- [List of tasks]:
1. Answer these questions from the blog posts:
(a) How old was the personal computer that died?
(b) How many habaneros were in the most recent pepper harvest?
(c) What kind of trees were planted in front of the houses?
2. Please decide whether each statement agrees with the blog posts. Answer yes or no and quote the words that settle it.
(a) The crash cost the writer only a few photos and the email archives.
(b) The jalapeño plants are still producing peppers.
(c) Jeremy's house is to the left of the writer's house.
3. In the blog posts, rewrite the paragraph that begins "This is the most recent harvest" as a short list. Keep its main facts.

- [Passage]:
*** Block opens ***

Crash

Find a light switch in your house. A good stiff one, which is just a little hard to move. Now click it about twice a second for several seconds.

That is the sound which came out of my hard drive last night.

Yup. My 5-year-old personal computer is dead. It’s bleedin’ deceased. It’s shuffled off this mortal coil. Etcetera.

Fortunately I backed up everything a couple of weeks ago, just after a virus scare. So all I lost was a few photos and my email archives. Nothing earth-shaking.

I have already, with the help of co-worker Jeremy, put together a shopping cart over at New Egg which I will soon submit, and then, for the first time in about eight years, build my own computer.

But this weekend I will enjoy 48 hours without a computer. Maybe I will read a book, or something.

O God It Burns, part II

060924_peppers

This is the most recent harvest from my pepper plants. 29 cayennes, 6 jalapeños and 8 habaneros. The cayenne and jalapeño plants are done, and there are maybe 40 more habaneros still turning orange, awaiting harvesting.

This will bring the total for the whole season to, I think, nearly 100 peppers from three plants. I am already planning a pepper garden for next year; at least a dozen plants and maybe half a dozen different kinds of peppers.

Point of interest: If you need to harvest peppers before they turn red, put them in a paper bag with a tomato. For some reason this will cause the peppers to change color.

Trees!

060918_trees

Consider the above photo.

The blue house on the left is mine. The house immediately to the right belongs to my neighbor Jeremy. Immediately in front of our houses is a row of four new Red Maple trees. Jeremy and I spent most of the day Saturday, and part of Sunday, digging out old sod, digging holes, planting trees, leveling ground, and laying in new sod.

Is It Not Magnificent?

*** Block closes ***

- [Saved data entries]:
*** Block opens ***

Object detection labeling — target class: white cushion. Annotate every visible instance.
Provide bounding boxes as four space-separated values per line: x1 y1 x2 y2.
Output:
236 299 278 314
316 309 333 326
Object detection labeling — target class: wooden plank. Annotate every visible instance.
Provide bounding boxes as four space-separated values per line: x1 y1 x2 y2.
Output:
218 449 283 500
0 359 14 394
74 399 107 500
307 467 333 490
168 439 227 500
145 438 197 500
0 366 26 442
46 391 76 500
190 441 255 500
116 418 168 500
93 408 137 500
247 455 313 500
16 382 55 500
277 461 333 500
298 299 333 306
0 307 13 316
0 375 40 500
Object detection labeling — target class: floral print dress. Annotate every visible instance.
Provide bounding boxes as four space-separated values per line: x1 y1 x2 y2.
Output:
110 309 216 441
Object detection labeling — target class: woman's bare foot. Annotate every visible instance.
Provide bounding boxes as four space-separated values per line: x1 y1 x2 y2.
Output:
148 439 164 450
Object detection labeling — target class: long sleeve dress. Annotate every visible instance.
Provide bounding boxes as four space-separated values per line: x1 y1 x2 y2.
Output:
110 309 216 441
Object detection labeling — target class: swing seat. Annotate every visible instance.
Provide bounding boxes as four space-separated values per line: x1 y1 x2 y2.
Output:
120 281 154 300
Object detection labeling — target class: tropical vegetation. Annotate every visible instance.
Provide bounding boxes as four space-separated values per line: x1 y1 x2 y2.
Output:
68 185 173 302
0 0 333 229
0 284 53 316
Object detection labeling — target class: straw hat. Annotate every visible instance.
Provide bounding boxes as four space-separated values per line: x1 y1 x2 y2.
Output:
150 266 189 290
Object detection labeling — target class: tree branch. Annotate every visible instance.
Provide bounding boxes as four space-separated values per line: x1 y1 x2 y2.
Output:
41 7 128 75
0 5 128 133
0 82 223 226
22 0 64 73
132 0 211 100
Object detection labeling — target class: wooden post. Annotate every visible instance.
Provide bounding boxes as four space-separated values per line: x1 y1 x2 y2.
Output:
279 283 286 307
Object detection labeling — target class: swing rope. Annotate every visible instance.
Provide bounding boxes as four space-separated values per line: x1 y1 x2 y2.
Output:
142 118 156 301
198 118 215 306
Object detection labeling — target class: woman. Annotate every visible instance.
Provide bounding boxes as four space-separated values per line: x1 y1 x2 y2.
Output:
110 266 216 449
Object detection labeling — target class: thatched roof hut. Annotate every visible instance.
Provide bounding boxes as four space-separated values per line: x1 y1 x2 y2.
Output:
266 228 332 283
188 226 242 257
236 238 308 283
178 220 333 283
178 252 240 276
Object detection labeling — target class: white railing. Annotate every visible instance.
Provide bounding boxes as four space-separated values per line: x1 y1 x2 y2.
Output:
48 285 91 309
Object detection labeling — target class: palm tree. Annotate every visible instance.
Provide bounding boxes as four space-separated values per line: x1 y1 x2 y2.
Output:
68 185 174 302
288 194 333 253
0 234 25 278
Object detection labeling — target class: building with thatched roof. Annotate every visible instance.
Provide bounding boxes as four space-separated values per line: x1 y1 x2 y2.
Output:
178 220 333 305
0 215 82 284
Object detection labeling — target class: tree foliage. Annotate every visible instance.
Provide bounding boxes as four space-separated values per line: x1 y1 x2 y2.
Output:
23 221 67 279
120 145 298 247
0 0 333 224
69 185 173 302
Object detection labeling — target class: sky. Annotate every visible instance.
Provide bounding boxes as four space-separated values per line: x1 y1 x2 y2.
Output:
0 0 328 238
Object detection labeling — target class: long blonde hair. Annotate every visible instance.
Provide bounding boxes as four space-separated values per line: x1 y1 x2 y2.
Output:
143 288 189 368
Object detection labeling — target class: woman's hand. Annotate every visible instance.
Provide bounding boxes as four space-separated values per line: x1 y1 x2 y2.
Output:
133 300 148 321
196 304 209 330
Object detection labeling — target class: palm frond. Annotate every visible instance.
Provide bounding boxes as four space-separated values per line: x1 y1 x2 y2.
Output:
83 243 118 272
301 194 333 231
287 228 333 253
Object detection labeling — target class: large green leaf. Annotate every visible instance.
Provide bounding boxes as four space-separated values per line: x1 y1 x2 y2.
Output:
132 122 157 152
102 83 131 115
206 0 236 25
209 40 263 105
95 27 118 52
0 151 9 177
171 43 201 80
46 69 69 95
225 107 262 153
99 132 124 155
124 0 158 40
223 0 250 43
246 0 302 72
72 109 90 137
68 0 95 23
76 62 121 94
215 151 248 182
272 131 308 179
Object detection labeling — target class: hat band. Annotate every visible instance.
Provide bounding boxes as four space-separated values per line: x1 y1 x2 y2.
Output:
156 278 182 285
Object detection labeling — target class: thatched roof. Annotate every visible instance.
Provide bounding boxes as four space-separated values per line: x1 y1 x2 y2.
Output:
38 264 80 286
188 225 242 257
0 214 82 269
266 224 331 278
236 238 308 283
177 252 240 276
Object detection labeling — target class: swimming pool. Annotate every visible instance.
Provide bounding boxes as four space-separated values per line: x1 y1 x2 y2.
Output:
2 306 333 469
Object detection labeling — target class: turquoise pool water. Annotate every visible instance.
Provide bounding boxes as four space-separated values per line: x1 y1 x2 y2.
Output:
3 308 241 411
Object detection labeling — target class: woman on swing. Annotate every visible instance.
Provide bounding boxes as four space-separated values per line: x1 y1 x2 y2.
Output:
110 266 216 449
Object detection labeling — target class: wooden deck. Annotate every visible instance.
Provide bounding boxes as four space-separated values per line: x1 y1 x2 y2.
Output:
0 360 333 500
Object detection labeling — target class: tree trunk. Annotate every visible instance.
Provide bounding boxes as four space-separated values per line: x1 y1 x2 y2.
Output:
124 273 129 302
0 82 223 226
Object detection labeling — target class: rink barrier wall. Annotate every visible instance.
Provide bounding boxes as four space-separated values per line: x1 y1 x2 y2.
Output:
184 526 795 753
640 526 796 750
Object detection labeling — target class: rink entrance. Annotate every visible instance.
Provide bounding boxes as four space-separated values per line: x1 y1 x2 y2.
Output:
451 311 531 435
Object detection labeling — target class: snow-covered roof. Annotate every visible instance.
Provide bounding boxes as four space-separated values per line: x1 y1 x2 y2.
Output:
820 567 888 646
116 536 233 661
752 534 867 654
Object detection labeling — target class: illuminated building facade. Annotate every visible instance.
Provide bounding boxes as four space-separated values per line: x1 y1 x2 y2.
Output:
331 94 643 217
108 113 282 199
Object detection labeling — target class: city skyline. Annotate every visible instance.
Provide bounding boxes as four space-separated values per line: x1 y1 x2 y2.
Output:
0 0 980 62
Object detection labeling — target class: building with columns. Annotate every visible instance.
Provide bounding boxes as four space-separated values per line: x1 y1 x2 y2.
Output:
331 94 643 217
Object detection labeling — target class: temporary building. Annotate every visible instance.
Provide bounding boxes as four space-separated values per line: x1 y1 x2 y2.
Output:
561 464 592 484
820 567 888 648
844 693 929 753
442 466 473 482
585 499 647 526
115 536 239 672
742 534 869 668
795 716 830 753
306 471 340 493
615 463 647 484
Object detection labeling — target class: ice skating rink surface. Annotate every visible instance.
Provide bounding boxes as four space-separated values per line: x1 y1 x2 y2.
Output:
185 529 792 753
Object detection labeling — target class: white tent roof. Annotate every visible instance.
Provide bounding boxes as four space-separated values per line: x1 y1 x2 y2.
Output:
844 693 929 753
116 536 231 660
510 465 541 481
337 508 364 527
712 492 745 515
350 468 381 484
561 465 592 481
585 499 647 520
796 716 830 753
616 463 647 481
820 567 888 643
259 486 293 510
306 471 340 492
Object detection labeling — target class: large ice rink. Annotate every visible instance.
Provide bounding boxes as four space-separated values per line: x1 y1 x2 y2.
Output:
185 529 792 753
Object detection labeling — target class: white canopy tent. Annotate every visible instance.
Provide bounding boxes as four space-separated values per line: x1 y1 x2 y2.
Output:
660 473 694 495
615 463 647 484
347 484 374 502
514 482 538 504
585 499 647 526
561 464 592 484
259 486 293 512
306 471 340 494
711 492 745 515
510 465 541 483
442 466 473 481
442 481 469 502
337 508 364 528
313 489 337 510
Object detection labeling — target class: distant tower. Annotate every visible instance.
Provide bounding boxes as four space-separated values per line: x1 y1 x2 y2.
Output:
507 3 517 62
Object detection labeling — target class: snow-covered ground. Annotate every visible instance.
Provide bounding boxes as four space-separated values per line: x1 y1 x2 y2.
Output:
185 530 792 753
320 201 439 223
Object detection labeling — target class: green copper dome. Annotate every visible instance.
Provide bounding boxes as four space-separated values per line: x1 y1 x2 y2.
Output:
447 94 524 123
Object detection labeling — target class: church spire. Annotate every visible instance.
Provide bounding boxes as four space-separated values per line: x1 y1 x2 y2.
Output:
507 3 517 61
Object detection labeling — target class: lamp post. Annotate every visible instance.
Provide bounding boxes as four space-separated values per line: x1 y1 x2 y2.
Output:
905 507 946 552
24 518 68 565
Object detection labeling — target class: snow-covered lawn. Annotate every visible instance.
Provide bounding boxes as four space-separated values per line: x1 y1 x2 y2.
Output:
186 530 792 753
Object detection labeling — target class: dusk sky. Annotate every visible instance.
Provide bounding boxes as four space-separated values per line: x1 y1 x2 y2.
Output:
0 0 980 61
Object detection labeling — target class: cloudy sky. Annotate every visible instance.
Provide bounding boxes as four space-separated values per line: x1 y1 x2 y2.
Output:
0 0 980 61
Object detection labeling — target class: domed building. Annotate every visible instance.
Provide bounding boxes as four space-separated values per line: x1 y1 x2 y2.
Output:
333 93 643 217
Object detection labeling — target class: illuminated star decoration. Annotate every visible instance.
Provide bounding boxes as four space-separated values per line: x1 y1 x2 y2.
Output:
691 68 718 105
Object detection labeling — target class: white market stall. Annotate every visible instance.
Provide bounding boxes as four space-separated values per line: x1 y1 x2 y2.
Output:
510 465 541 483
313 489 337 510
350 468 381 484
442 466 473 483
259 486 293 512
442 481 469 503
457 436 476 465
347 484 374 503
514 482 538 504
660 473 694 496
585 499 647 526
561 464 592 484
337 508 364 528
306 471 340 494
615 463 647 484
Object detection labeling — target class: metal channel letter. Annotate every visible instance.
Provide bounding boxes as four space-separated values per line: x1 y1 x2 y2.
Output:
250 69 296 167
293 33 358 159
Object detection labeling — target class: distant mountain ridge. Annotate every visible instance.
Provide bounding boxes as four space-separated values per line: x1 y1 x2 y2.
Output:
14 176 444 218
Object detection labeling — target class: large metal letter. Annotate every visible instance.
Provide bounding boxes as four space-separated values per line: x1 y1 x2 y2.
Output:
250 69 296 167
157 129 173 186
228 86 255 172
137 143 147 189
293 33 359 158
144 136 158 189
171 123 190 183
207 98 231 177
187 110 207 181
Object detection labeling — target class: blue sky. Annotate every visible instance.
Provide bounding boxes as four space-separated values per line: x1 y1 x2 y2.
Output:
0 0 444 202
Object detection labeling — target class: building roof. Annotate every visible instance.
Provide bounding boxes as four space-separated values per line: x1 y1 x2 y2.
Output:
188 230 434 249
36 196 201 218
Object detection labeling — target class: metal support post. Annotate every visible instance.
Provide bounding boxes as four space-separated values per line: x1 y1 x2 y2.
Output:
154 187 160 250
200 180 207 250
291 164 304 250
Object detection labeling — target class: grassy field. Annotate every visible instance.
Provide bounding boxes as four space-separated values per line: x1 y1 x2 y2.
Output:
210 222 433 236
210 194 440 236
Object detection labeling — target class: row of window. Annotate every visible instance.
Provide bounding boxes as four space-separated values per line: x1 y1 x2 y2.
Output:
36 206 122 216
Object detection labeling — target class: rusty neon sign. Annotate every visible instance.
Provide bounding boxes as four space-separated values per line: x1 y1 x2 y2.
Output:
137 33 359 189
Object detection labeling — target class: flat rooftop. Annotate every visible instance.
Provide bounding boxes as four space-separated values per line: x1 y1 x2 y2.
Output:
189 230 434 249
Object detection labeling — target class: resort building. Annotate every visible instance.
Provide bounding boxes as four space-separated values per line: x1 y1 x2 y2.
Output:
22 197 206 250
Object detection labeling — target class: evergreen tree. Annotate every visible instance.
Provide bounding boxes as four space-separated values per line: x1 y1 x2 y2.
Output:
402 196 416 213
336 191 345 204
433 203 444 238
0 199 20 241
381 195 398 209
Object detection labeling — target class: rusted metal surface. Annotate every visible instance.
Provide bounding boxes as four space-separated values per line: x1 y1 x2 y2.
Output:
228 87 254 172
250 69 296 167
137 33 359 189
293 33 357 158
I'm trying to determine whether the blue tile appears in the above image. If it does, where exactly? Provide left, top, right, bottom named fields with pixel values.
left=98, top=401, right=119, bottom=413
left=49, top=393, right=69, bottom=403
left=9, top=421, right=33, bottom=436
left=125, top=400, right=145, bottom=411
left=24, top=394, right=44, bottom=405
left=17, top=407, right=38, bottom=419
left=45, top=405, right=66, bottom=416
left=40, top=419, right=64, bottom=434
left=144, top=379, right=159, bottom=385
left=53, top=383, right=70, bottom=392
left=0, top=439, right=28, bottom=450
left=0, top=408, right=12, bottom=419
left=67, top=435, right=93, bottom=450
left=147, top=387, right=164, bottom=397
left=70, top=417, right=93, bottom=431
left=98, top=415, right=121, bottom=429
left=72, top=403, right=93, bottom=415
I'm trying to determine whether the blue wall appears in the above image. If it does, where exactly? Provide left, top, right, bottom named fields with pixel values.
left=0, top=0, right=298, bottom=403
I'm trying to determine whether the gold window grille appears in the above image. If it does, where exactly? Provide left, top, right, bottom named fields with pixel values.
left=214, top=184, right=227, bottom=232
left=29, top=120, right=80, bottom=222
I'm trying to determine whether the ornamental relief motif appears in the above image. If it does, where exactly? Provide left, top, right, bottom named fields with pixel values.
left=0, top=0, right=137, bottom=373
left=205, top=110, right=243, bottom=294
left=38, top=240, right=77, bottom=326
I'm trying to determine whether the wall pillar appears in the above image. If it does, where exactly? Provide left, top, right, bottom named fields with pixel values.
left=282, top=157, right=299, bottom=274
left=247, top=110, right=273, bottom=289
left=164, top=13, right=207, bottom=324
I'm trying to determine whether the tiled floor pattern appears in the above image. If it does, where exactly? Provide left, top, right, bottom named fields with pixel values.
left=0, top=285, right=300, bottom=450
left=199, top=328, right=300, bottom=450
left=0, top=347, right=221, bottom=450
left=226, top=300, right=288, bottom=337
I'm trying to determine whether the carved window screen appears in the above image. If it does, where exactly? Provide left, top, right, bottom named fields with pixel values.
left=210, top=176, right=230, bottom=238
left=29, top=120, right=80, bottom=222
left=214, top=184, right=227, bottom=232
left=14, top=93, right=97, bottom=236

*** Block closes ***

- [Solutions to the tasks]:
1.
(a) 5 years old
(b) 8
(c) Red Maple trees

2.
(a) Yes: "So all I lost was a few photos and my email archives."
(b) No: "The cayenne and jalapeño plants are done"
(c) No: "The house immediately to the right belongs to my neighbor Jeremy."

3.
- Most recent harvest: 29 cayennes, 6 jalapeños, 8 habaneros
- Cayenne and jalapeño plants are done
- About 40 more habaneros are still turning orange and waiting to be harvested